Rewrite the part of the records that opens with the line containing "of the person" and closes with the line containing "pixel 978 276", changing "instance" to "occurrence" and leaving everything else the same. Give only those lines.

SUPPLIED DATA:

▽

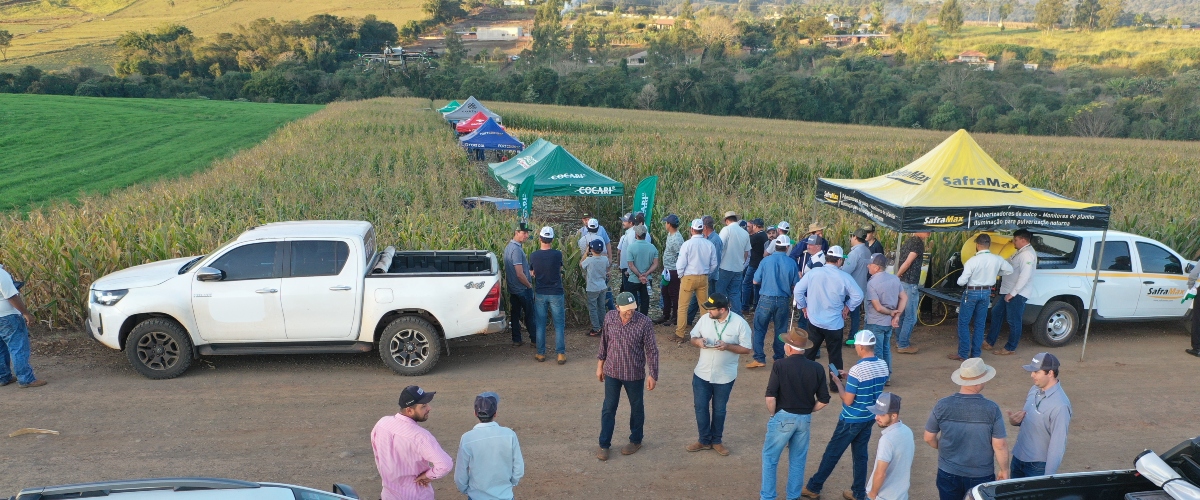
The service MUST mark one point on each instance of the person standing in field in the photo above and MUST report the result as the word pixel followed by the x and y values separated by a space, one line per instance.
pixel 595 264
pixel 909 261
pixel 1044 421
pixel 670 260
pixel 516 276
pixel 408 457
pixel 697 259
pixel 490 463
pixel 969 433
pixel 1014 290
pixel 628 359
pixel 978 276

△
▽

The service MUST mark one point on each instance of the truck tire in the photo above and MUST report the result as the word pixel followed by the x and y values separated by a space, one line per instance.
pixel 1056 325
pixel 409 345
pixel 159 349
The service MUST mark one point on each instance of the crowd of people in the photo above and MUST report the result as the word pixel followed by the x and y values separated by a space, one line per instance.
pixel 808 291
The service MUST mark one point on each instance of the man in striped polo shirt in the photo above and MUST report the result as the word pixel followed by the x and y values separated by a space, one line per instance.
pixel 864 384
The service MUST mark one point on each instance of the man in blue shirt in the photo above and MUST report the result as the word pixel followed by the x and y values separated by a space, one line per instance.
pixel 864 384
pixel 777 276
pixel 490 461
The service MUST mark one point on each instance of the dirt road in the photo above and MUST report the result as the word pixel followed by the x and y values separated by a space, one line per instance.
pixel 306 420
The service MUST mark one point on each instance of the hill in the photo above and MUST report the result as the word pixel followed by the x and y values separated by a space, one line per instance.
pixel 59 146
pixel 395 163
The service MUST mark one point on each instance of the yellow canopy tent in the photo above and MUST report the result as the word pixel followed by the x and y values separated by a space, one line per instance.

△
▽

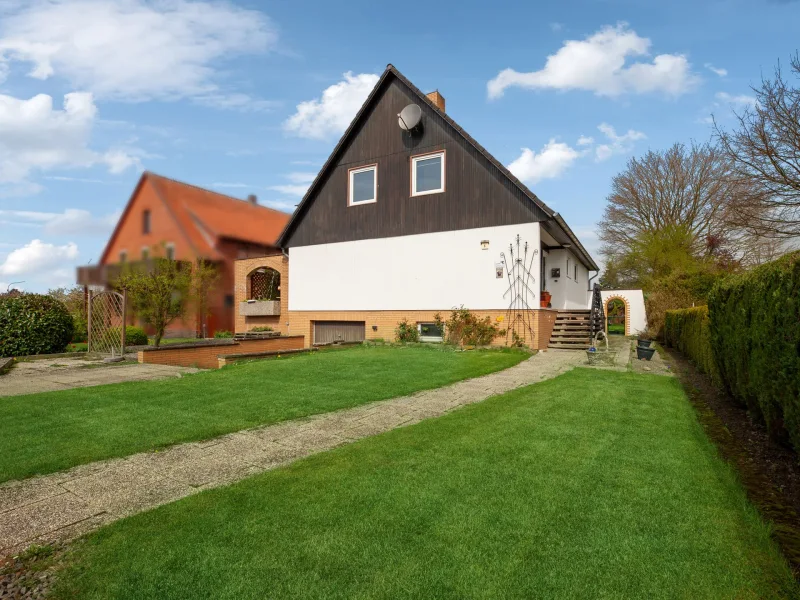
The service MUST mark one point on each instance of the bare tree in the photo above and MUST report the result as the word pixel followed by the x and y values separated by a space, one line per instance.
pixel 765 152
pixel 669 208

△

ANSWER TO THE TASK:
The service MUST mark one point on each occurrence of the person standing in field in the photo above and MUST report the result as the word pixel followed by the x and y values separated by a space, one line per occurrence.
pixel 595 264
pixel 909 261
pixel 1044 421
pixel 670 260
pixel 516 276
pixel 408 457
pixel 697 259
pixel 490 463
pixel 969 433
pixel 1014 290
pixel 628 359
pixel 978 276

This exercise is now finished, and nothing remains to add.